**REQUIRED ACTION**: Looking through the records below, please work out how many lines contain "with". Give only that number.

**DATA SHOWN**:

━━━━━━━━

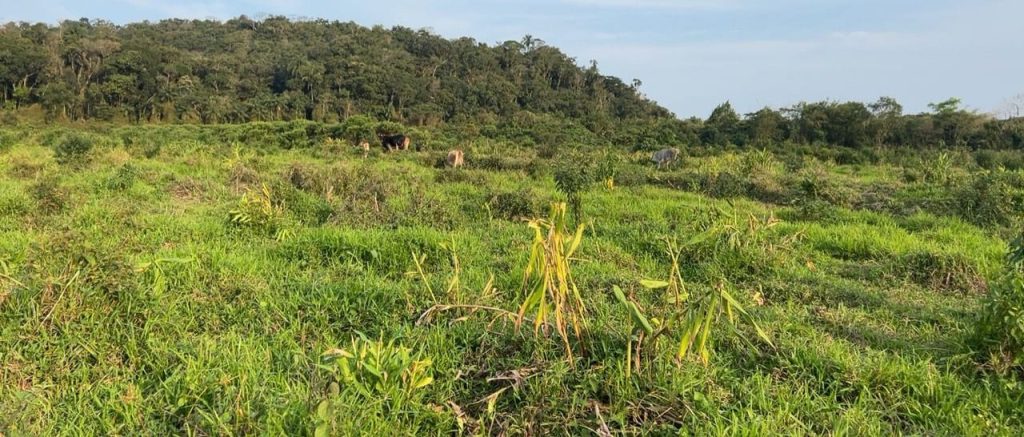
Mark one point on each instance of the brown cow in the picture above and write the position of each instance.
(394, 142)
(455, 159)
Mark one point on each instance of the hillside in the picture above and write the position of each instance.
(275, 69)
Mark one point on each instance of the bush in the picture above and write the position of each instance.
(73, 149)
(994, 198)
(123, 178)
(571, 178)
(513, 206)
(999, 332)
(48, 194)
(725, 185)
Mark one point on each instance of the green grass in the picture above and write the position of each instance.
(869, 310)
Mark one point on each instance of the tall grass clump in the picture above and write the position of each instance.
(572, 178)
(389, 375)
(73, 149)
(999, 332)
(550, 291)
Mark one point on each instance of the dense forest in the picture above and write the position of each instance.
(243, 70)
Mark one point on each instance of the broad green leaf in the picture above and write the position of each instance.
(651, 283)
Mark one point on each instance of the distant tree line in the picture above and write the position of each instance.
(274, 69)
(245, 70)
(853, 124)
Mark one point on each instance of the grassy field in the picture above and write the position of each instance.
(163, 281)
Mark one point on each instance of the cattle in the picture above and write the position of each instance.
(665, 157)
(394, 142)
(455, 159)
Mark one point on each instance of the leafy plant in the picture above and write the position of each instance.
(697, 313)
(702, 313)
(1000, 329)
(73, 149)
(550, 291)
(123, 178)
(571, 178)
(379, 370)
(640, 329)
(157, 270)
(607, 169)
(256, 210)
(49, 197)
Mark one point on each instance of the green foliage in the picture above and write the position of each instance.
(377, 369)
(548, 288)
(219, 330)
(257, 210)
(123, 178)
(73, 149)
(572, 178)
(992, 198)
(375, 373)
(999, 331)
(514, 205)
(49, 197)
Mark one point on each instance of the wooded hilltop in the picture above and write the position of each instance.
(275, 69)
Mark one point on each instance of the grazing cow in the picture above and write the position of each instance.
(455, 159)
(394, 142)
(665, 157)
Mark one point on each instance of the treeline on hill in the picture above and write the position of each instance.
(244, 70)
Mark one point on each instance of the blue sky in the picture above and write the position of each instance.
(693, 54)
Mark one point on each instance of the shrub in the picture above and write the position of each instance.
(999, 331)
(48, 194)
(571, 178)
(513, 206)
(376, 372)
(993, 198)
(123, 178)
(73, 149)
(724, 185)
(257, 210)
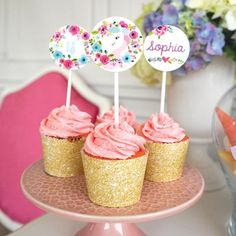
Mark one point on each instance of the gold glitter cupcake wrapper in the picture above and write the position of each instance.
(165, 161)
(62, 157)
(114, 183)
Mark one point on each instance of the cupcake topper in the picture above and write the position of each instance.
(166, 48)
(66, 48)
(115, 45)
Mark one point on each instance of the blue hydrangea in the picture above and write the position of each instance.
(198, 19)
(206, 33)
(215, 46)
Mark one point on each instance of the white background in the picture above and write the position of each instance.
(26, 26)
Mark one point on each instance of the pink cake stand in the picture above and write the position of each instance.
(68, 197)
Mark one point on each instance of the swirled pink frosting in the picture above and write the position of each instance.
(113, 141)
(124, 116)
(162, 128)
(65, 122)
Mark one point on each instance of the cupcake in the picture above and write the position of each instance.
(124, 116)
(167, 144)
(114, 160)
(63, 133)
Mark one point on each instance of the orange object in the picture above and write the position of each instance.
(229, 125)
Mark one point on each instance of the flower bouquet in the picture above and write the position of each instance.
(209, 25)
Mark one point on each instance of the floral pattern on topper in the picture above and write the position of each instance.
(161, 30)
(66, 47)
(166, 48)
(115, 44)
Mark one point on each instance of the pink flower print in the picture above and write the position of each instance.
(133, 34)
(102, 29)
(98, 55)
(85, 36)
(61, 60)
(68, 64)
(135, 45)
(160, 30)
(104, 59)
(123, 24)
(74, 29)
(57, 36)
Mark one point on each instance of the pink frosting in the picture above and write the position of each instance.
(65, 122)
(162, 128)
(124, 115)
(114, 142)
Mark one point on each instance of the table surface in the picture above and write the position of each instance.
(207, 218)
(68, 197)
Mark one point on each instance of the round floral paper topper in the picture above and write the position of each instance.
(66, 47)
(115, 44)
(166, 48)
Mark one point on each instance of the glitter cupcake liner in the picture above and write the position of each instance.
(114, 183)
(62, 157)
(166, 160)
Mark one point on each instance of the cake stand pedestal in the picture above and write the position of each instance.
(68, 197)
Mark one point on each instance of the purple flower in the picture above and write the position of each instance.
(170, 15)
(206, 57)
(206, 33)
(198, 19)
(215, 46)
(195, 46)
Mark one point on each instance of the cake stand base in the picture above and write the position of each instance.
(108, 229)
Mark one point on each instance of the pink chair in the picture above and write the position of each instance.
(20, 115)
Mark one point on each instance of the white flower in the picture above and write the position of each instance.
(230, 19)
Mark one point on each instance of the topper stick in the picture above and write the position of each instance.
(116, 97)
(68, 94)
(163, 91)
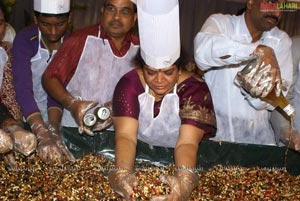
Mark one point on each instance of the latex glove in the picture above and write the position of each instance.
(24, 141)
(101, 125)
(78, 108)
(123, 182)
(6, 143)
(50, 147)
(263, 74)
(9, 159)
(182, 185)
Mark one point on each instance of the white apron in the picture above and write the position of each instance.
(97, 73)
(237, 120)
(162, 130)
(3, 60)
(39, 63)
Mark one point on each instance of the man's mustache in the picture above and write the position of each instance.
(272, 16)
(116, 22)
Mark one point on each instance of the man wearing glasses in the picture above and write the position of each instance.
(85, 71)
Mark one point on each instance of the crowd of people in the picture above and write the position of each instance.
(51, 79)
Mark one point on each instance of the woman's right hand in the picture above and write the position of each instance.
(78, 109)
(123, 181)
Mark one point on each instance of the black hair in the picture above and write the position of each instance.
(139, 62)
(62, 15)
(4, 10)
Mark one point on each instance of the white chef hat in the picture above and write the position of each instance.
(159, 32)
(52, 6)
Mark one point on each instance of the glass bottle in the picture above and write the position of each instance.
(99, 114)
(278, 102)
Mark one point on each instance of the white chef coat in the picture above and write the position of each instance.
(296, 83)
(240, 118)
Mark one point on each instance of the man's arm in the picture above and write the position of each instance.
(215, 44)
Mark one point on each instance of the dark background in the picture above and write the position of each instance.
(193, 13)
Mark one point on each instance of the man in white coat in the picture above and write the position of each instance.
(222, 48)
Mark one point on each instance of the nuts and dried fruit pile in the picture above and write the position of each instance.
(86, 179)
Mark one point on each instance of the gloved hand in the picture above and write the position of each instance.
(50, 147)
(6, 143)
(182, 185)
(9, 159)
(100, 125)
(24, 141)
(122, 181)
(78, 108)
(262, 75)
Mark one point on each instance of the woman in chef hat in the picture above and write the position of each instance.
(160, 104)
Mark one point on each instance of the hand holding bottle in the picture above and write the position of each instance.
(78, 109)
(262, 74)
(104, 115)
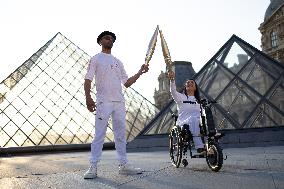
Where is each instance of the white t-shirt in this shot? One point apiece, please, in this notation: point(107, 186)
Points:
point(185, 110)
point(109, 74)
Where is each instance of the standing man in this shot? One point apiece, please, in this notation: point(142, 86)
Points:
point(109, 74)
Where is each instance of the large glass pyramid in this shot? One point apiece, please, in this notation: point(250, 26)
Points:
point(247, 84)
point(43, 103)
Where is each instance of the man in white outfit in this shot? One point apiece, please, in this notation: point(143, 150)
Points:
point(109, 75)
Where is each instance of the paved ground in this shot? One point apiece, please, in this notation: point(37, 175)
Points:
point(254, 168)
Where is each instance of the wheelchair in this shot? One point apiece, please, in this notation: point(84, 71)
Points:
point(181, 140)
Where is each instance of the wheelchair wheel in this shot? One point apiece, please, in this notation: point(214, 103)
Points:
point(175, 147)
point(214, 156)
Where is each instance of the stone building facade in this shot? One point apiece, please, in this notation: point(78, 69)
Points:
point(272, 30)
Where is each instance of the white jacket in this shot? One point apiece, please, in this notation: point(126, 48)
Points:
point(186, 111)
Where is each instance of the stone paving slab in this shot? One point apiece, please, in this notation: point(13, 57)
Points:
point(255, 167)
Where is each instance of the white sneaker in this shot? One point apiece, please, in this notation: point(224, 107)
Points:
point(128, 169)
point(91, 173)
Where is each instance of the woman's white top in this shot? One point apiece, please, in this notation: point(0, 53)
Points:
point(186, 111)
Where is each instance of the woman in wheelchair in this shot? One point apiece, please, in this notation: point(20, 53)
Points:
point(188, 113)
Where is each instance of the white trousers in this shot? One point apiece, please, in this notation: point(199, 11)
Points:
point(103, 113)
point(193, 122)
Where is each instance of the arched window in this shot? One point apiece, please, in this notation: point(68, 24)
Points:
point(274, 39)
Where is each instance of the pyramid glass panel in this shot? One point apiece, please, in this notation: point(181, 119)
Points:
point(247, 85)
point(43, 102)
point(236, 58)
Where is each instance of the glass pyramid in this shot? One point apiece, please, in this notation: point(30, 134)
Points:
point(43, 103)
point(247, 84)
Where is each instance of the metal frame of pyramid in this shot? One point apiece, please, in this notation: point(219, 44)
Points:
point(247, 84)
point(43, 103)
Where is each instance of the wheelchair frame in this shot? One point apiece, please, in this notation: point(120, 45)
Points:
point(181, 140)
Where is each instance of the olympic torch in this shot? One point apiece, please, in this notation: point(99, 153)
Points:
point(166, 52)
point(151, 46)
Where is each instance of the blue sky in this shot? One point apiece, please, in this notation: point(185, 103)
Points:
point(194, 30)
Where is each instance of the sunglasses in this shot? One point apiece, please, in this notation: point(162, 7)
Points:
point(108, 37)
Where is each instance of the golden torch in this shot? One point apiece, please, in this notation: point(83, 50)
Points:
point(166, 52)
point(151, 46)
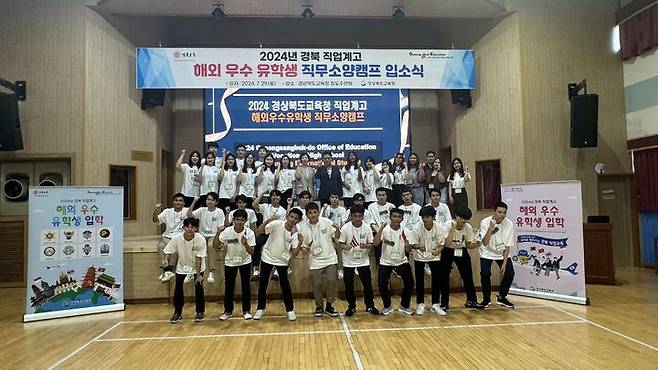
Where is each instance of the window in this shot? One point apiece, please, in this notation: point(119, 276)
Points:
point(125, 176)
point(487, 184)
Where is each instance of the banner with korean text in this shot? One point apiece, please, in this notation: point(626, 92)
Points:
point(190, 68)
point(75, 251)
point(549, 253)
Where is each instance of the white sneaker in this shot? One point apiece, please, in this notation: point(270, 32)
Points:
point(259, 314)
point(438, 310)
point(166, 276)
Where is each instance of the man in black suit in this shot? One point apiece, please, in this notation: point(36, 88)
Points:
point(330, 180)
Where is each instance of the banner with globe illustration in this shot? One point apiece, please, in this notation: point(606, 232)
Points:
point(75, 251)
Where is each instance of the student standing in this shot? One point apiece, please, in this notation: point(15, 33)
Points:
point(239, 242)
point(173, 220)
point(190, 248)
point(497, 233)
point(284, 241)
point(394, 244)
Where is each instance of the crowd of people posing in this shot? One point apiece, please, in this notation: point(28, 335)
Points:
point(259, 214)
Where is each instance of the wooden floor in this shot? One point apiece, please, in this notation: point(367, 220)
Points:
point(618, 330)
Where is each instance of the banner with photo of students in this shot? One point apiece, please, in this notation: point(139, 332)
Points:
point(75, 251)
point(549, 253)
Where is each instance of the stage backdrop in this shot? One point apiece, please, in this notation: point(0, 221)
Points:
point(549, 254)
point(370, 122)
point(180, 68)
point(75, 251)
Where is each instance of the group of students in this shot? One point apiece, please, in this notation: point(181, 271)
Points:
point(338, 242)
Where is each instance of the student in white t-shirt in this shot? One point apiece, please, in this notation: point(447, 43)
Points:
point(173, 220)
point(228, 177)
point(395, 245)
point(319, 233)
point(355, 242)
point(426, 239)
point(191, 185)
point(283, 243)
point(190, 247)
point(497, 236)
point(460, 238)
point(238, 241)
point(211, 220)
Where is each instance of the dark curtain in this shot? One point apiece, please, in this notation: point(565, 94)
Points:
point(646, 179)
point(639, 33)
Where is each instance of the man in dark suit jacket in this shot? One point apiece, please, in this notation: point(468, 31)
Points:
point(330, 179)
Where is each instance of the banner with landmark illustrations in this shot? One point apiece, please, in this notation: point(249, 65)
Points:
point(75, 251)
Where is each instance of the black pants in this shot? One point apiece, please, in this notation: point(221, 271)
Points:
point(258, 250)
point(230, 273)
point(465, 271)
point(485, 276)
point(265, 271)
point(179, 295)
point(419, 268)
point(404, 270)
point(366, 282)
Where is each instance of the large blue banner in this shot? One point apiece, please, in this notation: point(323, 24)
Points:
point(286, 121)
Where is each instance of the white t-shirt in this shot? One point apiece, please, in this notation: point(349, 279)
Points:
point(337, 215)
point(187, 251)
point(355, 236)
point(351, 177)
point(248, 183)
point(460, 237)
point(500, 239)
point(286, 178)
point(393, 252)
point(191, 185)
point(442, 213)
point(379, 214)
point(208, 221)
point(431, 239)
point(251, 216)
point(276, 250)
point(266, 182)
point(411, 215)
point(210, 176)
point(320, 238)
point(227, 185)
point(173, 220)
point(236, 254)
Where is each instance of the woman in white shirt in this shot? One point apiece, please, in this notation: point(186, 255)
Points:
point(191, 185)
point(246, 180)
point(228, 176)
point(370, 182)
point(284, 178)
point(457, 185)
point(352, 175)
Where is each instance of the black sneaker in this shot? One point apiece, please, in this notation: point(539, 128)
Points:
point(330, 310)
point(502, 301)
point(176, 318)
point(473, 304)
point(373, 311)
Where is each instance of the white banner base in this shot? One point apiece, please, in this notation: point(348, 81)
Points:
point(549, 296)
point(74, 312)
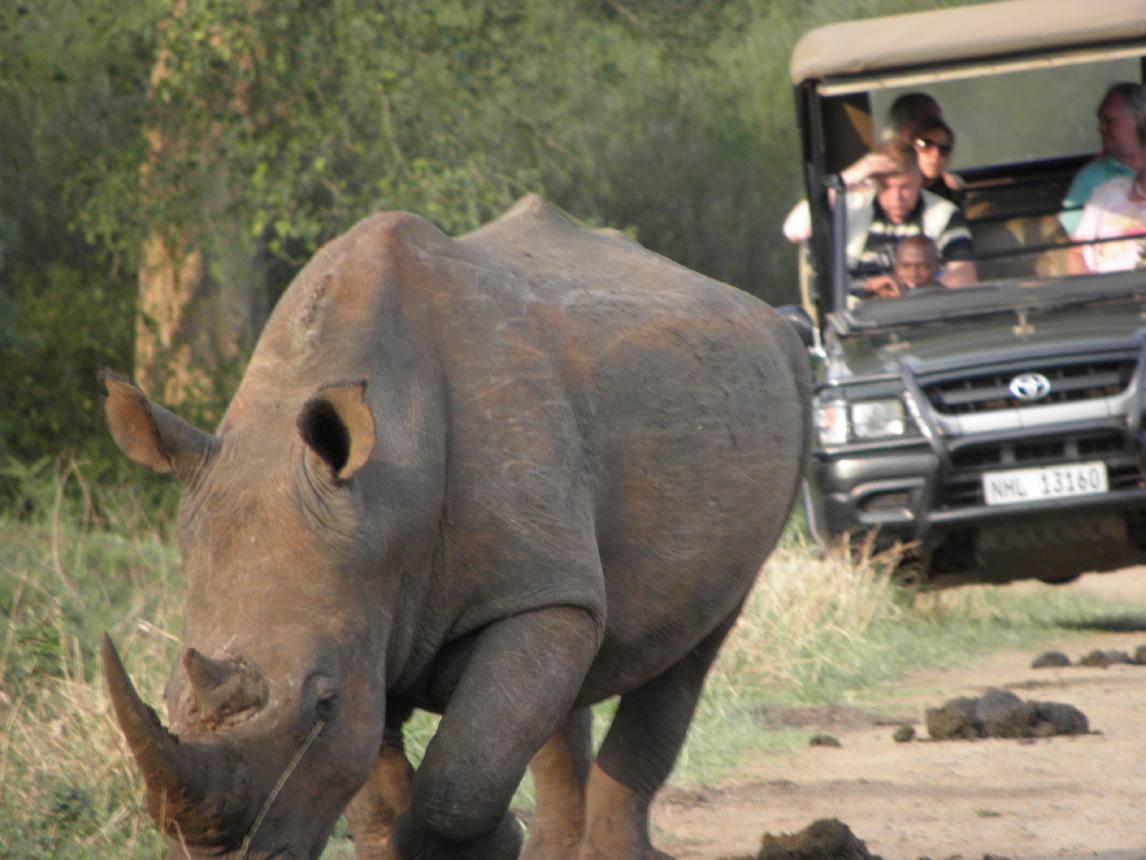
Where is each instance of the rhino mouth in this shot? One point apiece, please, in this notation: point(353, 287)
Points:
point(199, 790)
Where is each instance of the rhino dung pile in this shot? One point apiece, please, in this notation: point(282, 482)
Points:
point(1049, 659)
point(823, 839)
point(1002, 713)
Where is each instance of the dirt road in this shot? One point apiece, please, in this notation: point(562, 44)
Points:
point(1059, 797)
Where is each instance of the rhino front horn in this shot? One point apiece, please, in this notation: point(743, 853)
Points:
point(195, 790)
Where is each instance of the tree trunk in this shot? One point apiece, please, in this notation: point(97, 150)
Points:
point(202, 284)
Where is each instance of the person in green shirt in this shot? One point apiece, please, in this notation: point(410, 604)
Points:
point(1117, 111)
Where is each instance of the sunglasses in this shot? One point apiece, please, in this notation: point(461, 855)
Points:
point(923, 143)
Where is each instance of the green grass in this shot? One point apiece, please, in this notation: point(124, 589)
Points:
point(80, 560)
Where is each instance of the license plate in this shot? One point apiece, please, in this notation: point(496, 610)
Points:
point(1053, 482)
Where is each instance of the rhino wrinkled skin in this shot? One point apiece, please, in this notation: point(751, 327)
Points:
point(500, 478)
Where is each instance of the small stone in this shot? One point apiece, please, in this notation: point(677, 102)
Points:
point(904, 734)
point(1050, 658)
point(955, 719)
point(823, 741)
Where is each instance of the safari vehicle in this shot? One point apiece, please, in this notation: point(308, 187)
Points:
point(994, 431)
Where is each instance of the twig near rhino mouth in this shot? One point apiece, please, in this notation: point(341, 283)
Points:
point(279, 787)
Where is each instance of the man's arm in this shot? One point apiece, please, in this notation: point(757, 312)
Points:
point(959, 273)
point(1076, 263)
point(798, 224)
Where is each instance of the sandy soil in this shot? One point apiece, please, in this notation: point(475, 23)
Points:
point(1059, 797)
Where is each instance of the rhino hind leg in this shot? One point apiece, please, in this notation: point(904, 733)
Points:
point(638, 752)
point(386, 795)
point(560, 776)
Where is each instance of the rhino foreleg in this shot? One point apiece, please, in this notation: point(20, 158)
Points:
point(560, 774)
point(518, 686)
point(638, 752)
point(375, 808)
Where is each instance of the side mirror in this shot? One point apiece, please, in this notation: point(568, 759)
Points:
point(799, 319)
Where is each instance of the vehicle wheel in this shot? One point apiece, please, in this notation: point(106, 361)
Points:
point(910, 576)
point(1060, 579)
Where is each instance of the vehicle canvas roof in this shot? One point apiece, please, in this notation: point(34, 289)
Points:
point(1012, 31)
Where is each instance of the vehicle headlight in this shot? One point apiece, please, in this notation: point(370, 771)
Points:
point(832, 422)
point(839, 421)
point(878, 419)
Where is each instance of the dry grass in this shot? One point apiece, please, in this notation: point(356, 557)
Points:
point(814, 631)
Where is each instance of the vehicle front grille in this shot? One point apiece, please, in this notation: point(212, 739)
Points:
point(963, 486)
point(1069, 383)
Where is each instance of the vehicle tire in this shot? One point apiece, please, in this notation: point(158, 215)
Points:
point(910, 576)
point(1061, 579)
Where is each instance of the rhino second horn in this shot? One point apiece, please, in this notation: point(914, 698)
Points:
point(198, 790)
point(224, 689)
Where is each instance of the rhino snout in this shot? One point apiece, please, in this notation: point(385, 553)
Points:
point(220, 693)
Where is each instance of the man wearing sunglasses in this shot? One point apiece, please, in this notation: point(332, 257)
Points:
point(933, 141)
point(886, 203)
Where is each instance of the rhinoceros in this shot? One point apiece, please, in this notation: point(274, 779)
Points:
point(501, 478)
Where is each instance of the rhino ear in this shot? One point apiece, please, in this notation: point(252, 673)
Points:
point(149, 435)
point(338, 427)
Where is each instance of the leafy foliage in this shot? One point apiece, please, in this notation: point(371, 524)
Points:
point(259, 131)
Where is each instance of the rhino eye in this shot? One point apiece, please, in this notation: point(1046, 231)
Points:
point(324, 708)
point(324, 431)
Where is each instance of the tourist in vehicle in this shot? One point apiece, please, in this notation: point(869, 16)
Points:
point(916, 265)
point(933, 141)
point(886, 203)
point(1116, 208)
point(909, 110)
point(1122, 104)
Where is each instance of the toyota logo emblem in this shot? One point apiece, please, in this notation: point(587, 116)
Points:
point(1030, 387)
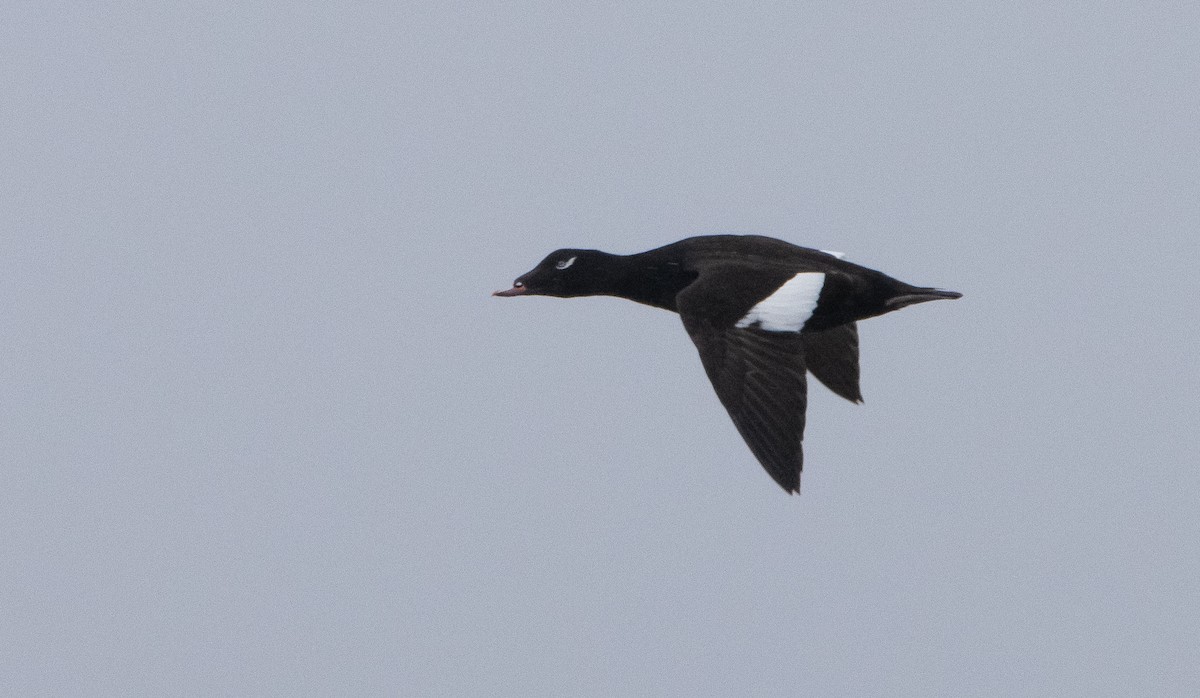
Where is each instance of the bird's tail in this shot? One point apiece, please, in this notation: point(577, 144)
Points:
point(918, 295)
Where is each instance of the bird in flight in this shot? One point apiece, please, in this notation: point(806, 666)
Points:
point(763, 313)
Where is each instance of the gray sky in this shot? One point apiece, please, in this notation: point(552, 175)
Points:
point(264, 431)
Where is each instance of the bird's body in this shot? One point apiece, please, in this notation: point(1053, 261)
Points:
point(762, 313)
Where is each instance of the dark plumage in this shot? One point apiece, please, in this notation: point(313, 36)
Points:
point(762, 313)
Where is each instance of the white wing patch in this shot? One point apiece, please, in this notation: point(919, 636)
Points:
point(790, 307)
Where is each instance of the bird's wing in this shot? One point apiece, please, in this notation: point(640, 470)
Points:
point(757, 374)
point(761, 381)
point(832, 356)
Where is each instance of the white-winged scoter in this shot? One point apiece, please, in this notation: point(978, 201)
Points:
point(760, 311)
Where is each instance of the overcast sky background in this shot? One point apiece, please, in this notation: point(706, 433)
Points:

━━━━━━━━

**ANSWER BELOW**: 4